━━━━━ EXCERTO DO TEXTO

No segundo caso, é a própria fotografia
que é falsa. Ou melhor: não foi tirada em Boston, mas em Great Falls, Virgínia.
É uma fotografia de uma menina de oito anos, que, segundo a mensagem que lhe
estava acoplada, teria participado na maratona de Boston em memória das vítimas
de Sandy Hook e que teria também morrido nas explosões. Dois pormenores
denunciavam, desde logo, a invenção: primeiro, a maratona de Boston não aceita
participantes tão novos; segundo, a menina envergava uma dorsal da Joe Cassella
5K, uma corrida de solidariedade para com as famílias de crianças doentes na
região de Washington. Foi a Fundação Joe Cassella que denunciou, no Facebook, a
utilização “fraudulenta” da foto.

━━━━━━━━━━
━━━━━ DADOS BRUTOS

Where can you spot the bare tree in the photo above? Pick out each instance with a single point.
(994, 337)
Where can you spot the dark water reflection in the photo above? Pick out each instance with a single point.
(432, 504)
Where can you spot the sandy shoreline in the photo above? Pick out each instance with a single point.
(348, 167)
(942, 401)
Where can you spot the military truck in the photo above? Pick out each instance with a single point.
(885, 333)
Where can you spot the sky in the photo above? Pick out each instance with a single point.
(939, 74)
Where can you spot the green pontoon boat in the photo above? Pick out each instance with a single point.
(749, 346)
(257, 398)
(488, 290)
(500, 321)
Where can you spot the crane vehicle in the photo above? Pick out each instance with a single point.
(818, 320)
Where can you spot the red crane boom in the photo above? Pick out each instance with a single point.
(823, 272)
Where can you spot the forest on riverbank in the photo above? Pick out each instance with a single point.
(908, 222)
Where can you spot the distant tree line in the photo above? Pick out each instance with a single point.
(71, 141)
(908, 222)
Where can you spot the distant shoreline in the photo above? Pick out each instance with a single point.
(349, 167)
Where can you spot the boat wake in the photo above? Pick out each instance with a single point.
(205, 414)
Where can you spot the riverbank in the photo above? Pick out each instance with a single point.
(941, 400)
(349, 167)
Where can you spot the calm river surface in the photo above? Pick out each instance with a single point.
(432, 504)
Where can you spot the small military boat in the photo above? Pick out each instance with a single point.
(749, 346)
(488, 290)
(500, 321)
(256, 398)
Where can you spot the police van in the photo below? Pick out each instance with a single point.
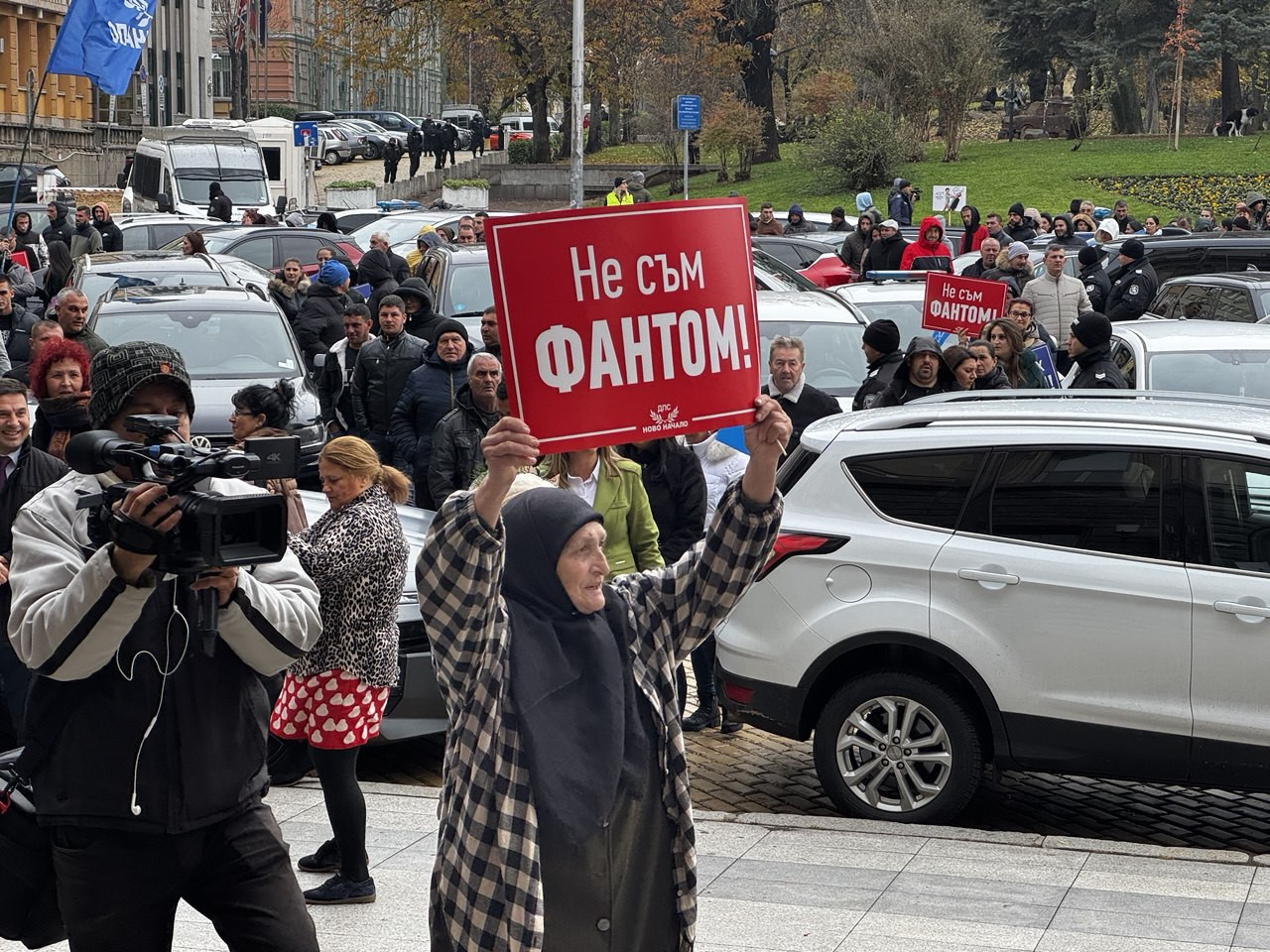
(175, 166)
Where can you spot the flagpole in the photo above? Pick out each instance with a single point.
(26, 146)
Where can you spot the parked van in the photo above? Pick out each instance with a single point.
(524, 122)
(175, 166)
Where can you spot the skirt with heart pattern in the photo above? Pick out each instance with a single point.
(333, 711)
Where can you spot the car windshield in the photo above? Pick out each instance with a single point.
(834, 362)
(236, 166)
(1243, 373)
(95, 285)
(216, 344)
(470, 290)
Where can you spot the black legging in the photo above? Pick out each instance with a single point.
(345, 807)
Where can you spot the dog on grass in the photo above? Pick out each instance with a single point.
(1234, 123)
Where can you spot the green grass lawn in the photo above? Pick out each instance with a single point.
(1046, 175)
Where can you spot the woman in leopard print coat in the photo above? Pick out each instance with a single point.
(334, 696)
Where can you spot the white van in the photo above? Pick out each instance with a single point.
(176, 164)
(524, 122)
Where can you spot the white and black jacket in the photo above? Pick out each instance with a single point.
(86, 634)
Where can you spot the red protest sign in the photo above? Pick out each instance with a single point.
(956, 303)
(626, 322)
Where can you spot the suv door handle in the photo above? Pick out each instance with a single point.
(1242, 608)
(992, 578)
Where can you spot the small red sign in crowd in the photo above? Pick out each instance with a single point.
(627, 322)
(953, 303)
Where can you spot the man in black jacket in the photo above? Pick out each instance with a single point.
(151, 791)
(382, 367)
(922, 373)
(786, 361)
(24, 471)
(1089, 347)
(881, 350)
(1093, 276)
(1135, 289)
(456, 453)
(887, 250)
(218, 204)
(59, 227)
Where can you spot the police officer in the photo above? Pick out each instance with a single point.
(1135, 287)
(1089, 347)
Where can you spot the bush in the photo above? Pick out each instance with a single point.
(858, 150)
(520, 151)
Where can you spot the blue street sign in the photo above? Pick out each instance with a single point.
(305, 134)
(688, 112)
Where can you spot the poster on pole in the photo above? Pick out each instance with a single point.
(629, 324)
(948, 198)
(955, 303)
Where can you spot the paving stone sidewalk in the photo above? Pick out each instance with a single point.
(789, 884)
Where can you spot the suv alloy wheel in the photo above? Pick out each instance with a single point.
(892, 746)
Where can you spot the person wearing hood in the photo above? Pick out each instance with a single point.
(289, 289)
(1093, 276)
(456, 456)
(988, 372)
(1019, 227)
(855, 245)
(974, 232)
(1014, 267)
(797, 222)
(218, 204)
(320, 318)
(431, 393)
(85, 240)
(1089, 347)
(1135, 289)
(26, 239)
(376, 270)
(881, 350)
(899, 202)
(921, 373)
(112, 239)
(639, 193)
(1065, 232)
(59, 229)
(572, 680)
(929, 252)
(887, 250)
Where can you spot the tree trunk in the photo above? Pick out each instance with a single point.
(593, 132)
(1230, 95)
(1152, 96)
(536, 91)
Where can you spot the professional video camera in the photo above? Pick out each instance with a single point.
(214, 531)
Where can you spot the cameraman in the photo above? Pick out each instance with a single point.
(151, 791)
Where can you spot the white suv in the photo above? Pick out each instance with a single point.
(1072, 584)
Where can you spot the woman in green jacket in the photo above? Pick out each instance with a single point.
(612, 486)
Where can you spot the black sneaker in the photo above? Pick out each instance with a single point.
(325, 860)
(338, 892)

━━━━━━━━━━

TAREFA A REALIZAR =>
Por favor, indique onde foi realmente tirada a fotografia da menina, segundo o excerto sobre a maratona de Boston. Os itens provêm de outra fonte.

RESULTADO OBTIDO =>
Em Great Falls, Virgínia.